- [Given records]:
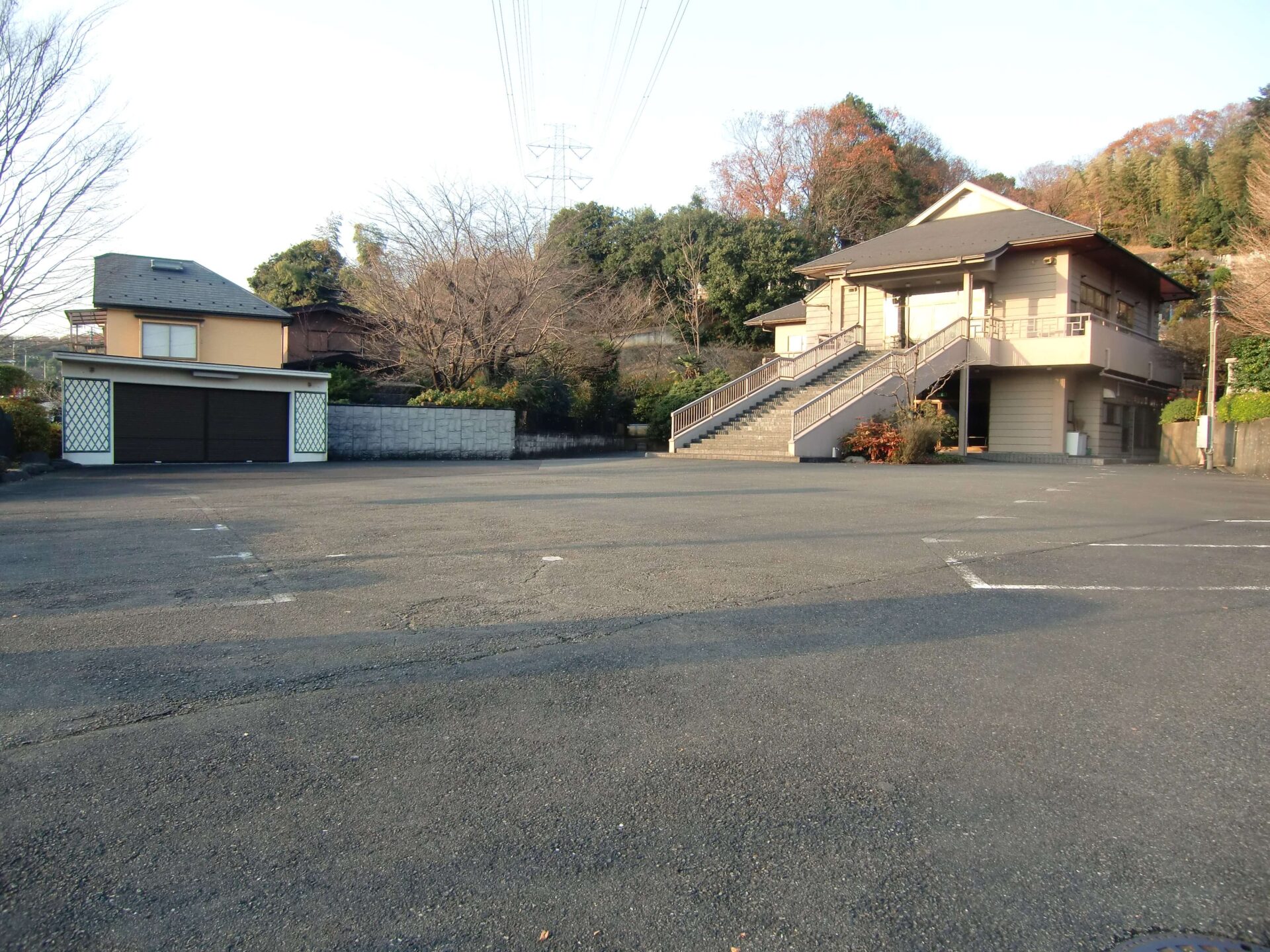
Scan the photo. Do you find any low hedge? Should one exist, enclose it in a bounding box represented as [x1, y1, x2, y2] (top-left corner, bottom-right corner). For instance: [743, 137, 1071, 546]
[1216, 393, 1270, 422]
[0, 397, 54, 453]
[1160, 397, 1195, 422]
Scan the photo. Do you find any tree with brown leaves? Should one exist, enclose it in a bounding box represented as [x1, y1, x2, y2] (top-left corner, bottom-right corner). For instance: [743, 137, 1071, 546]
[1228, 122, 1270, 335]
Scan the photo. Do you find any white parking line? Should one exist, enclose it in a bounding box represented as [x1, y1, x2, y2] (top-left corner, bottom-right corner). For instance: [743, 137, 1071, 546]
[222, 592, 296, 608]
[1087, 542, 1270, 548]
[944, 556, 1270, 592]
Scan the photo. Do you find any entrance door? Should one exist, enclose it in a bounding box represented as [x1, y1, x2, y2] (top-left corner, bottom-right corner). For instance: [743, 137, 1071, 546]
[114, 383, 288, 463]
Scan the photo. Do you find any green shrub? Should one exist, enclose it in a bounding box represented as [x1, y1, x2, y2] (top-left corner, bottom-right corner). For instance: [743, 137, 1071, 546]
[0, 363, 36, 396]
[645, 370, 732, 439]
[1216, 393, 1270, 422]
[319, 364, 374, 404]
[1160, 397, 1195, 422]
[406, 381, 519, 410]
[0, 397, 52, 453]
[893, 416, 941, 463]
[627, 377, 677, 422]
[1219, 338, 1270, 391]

- [To do]: Please lay out all the records above as a numbered list, one line per item, with blank lines and the pictures left out.

- [Full answer]:
1. Scan the photo. Do you find any low hedge? Should one exist, enclose it in a bounding box represented as [x1, y1, x2, y2] (top-left corner, bottom-right corner). For instance: [743, 137, 1071, 546]
2. [1216, 393, 1270, 422]
3. [0, 397, 54, 453]
4. [1160, 397, 1195, 422]
5. Scan the photo. Do you find any tree with brown leaves? Should one exist, enclose it in a bounding box represented as [x1, y1, x2, y2] (top-left corner, bottom-right corner). For instance: [743, 137, 1071, 546]
6. [1228, 122, 1270, 335]
7. Scan the photo. Do you find any white parking line? Should one exist, enclose it in a bounding box represented as [x1, y1, x2, y2] (top-left corner, bottom-right corner). For instance: [743, 137, 1071, 546]
8. [222, 592, 296, 608]
9. [1087, 542, 1270, 548]
10. [944, 556, 1270, 592]
11. Scan the photo. Do you find any entrance door? Should one exist, enclose it in a bounding box represented as [x1, y1, x2, y2] (top-left corner, bottom-right corner). For instance: [743, 137, 1071, 546]
12. [114, 383, 288, 463]
13. Scan the photo. Do you find any green shrub? Should one exist, enclose it in a bounding box represented as [x1, y1, x2, y2] (top-left corner, bottom-right corner). For instance: [743, 137, 1071, 546]
14. [0, 363, 36, 396]
15. [645, 370, 732, 439]
16. [1216, 393, 1270, 422]
17. [319, 364, 374, 404]
18. [1160, 397, 1195, 422]
19. [406, 381, 519, 410]
20. [0, 397, 52, 453]
21. [893, 416, 941, 463]
22. [627, 377, 677, 422]
23. [1219, 338, 1270, 391]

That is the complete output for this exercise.